Task statement: Format the items below as a two-column CSV with the header columns "instruction" and "outline", giving one row per item and enclosing each field in double quotes with line breaks replaced by spaces. Omit the pictures from the output.

Outline entries for images
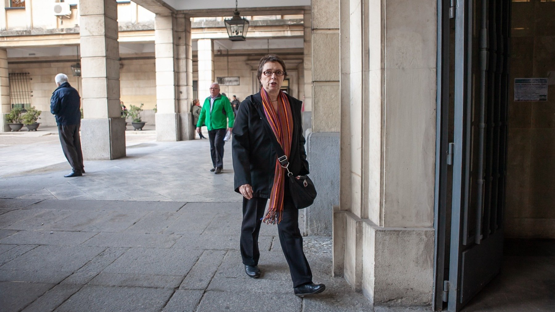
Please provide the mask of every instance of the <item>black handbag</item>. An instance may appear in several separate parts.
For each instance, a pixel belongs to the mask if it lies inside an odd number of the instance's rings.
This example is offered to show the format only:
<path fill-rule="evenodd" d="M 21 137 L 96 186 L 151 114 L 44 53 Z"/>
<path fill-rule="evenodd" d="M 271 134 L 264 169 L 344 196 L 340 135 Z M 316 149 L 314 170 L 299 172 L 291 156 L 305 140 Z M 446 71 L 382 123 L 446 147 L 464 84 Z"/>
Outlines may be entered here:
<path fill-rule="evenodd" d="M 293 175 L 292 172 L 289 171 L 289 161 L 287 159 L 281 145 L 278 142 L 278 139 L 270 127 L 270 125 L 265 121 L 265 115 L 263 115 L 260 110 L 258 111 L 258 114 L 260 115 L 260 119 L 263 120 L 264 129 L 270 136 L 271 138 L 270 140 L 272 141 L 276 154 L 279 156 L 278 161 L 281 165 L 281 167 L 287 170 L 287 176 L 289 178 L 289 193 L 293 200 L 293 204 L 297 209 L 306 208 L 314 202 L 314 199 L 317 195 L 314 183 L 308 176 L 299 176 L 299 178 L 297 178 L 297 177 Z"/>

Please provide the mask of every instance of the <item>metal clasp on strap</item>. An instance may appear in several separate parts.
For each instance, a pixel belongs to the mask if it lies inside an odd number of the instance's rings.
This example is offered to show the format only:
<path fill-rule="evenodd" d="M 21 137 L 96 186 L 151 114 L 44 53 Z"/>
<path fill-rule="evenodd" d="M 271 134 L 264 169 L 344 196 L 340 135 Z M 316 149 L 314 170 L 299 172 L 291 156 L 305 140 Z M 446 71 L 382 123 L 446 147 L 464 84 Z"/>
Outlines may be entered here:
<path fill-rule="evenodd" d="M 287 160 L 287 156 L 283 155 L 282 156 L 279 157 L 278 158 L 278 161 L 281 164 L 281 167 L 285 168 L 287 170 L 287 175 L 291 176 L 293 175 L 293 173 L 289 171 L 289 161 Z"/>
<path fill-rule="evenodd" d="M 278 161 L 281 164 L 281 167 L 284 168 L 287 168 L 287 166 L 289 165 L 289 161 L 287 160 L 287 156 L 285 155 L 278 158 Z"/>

Reply to the exercise:
instruction,outline
"Please provide the mask of every instance of the <item>black handbag</item>. An instance may appear in several separate parts. For each instance, a pixel belongs to the mask if it lies inside an odd number of the instance's rings. This example is offered to show the format only: <path fill-rule=""evenodd"" d=""M 21 137 L 96 186 L 151 114 L 44 53 Z""/> <path fill-rule=""evenodd"" d=""M 271 134 L 264 169 L 344 196 L 340 135 Z M 316 149 L 314 170 L 299 172 L 291 156 L 305 140 Z M 446 71 L 382 123 L 446 147 L 464 84 Z""/> Outlines may be entered here:","<path fill-rule=""evenodd"" d=""M 293 175 L 292 172 L 289 171 L 289 161 L 287 159 L 281 145 L 278 142 L 278 139 L 270 127 L 270 125 L 265 121 L 265 115 L 263 115 L 260 110 L 258 111 L 258 114 L 260 115 L 260 119 L 263 120 L 264 129 L 270 136 L 271 138 L 270 140 L 272 141 L 276 154 L 279 156 L 278 161 L 281 165 L 281 167 L 287 170 L 287 176 L 289 178 L 289 193 L 293 200 L 293 204 L 297 209 L 306 208 L 314 202 L 314 199 L 317 195 L 314 183 L 308 176 L 299 176 L 299 178 L 297 178 L 297 177 Z""/>"
"Please provide the mask of every instance of the <item>metal clasp on strap</item>. An instance may appear in several separate parts. For each instance, a pixel belongs to the mask if it lies inside an odd number of the instance's rings. This example is offered to show the format only: <path fill-rule=""evenodd"" d=""M 21 137 L 96 186 L 151 114 L 44 53 Z""/> <path fill-rule=""evenodd"" d=""M 271 134 L 264 169 L 344 196 L 340 135 Z M 316 149 L 314 170 L 299 172 L 291 156 L 305 140 Z M 446 71 L 382 123 L 446 147 L 464 84 Z""/> Outlines may be entered here:","<path fill-rule=""evenodd"" d=""M 287 160 L 287 156 L 283 155 L 282 156 L 279 157 L 278 158 L 278 161 L 281 164 L 281 167 L 285 168 L 287 170 L 287 175 L 291 176 L 293 175 L 293 173 L 289 171 L 289 161 Z""/> <path fill-rule=""evenodd"" d=""M 278 161 L 281 164 L 281 167 L 284 168 L 287 168 L 287 166 L 289 165 L 289 161 L 287 160 L 287 156 L 285 155 L 278 158 Z""/>"